*GIVEN DATA*.
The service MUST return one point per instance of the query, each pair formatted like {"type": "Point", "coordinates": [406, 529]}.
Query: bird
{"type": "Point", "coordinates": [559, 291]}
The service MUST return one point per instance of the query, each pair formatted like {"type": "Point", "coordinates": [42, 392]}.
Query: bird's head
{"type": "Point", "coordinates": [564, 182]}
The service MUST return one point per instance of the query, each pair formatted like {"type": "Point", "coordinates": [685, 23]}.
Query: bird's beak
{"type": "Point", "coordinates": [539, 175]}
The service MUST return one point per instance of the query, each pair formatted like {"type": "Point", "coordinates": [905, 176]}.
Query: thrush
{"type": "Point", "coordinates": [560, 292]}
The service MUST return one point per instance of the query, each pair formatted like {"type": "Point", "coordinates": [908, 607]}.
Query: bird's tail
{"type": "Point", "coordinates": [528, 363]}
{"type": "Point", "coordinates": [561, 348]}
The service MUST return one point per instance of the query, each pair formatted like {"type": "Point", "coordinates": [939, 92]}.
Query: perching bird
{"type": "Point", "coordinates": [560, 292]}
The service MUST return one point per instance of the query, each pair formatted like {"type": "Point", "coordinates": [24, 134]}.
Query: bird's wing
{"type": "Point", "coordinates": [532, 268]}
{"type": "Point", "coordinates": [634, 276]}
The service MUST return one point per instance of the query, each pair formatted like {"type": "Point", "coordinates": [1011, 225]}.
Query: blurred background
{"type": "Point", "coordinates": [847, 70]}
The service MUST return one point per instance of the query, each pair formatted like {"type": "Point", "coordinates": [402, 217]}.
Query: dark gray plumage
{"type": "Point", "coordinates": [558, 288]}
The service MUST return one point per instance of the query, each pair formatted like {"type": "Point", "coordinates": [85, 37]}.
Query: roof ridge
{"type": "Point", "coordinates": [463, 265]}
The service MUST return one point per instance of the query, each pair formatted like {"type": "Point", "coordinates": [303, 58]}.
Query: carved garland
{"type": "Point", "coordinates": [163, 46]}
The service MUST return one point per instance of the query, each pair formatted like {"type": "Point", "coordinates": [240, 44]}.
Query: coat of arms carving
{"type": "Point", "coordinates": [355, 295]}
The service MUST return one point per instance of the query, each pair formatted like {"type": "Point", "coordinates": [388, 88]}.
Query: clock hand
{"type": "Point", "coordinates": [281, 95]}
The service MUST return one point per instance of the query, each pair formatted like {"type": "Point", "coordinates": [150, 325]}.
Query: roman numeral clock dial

*REQUIREMENTS*.
How many lines in the data above contain the string "clock"? Give only the number.

*IN RESPONSE*.
2